* EXERCISE DETAILS: Write out each of the records below word for word, leaving nothing out and changing nothing.

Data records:
"""
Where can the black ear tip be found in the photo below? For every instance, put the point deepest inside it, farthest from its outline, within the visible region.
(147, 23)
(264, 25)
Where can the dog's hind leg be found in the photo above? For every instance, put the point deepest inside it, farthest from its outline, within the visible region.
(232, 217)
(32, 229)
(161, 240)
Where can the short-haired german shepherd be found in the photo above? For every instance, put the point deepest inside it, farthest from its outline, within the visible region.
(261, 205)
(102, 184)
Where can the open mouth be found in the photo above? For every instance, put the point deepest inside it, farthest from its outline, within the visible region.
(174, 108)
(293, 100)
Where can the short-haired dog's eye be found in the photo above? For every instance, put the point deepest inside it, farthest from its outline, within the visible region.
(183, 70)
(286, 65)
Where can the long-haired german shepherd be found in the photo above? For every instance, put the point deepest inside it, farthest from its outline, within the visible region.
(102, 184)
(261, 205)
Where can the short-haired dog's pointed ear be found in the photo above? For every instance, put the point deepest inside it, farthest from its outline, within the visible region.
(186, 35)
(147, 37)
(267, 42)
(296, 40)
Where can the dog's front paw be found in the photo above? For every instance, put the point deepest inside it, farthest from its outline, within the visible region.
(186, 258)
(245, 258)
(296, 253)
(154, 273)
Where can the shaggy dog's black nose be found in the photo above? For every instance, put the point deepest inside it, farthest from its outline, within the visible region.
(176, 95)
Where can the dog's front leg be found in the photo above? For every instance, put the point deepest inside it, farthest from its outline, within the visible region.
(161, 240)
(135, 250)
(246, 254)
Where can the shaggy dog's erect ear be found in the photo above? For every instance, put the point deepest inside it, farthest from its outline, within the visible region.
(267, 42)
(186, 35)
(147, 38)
"""
* FULL SOLUTION:
Where can the black ear tip be found in the photo below? For every instance, put the point deepest inside it, farthest from its outline, within the visible region.
(147, 23)
(264, 25)
Where can the dog's hind leg be found in the photo above? For every instance, put the point deepest inside it, farthest from its outline, within the visible region.
(232, 217)
(32, 229)
(161, 240)
Where can the short-haired german shepherd be found in the photo above? For every instance, put the point deepest inside it, farthest from its outline, within the visible region.
(261, 205)
(102, 184)
Where can the open mouth be found in the photo above? For every instance, put the point deepest inside it, farthest from its outline, within the visible region.
(174, 108)
(293, 100)
Where can the short-haired dog's eye be found in the photo above? For every instance, put the point deepest inside it, farthest from its outline, within the visible region.
(183, 70)
(286, 65)
Where can the long-haired german shepherd be found in the photo above? For every instance, put the point deepest inside it, farthest from its outline, within the visible region.
(102, 184)
(261, 205)
Where can the short-haired dog's pointed ear be found in the photo above? For every instance, put the point deepest inside it, farthest from its outline, within the visible region.
(186, 35)
(147, 37)
(267, 42)
(296, 40)
Where can the dog's front paw be found in the photo above? For every instance, put the point deepest inside it, farthest from its outline, within the visible region.
(186, 258)
(245, 258)
(296, 253)
(154, 273)
Where can the shaggy dog's black nose be found in the photo above? For every instance, put the point deepest inside it, farthest from its outline, within the visible region.
(176, 95)
Where can the dog's front leg be found in the photo above? For every instance, put the point deepest inside it, farthest from its outline, within the visible region.
(161, 240)
(135, 250)
(246, 254)
Where can the shaggy dog's erect ear be found in the photo above? For every instance, put the point deepest inside it, farthest from its outline, within the visible region.
(267, 42)
(186, 35)
(147, 38)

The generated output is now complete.